→ **TASK DESCRIPTION**
Please copy, character for character, each line from the beginning of the listing to the line containing "Query: orchid flower", including both.

→ **RECORDS SUPPLIED**
***
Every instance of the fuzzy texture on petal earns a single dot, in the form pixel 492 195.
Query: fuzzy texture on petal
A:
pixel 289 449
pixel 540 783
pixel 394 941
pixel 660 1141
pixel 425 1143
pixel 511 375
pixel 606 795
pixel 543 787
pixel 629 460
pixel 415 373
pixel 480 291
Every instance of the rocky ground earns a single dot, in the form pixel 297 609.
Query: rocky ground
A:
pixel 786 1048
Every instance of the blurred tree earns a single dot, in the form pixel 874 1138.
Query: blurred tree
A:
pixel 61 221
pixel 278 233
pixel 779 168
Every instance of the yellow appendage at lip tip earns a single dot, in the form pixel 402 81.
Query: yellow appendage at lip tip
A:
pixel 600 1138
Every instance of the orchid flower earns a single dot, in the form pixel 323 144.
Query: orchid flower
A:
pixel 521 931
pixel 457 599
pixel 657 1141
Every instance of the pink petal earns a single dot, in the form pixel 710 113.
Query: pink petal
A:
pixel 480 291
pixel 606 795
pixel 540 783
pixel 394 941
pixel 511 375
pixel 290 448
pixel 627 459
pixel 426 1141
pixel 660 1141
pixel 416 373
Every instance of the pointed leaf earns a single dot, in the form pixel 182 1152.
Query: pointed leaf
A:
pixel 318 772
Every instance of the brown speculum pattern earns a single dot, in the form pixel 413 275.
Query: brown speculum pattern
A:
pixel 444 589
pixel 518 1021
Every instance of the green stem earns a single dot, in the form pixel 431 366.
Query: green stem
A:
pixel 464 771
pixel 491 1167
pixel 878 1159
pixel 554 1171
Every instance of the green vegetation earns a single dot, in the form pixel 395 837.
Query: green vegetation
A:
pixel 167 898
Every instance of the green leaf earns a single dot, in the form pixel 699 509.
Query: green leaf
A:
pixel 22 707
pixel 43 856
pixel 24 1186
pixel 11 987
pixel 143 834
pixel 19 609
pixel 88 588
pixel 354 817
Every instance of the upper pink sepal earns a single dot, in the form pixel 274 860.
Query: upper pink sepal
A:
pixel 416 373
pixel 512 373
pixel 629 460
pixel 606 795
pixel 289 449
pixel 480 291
***
→ **REPLY**
Every instance of the fuzzy texture on petal earns a single dot, in the form pixel 492 195.
Query: fuzzy texture on petal
A:
pixel 289 449
pixel 540 783
pixel 394 941
pixel 660 1141
pixel 425 1143
pixel 511 375
pixel 606 795
pixel 543 787
pixel 629 460
pixel 415 373
pixel 480 291
Every instance of the rocky ground earns a single dot, in the form pixel 297 609.
Query: rocky ground
A:
pixel 786 1048
Every instance of the blurred tree earns a single dot, in the form pixel 874 1138.
Query: blurred tree
A:
pixel 61 221
pixel 278 233
pixel 779 168
Every instance of the yellow appendage at lip tip earns a single dot, in the form pixel 402 81.
Query: yellow appendage at lip tip
A:
pixel 600 1138
Every instance of the orchid flower earns a single dot, in the form pixel 323 144.
Query: orchid flower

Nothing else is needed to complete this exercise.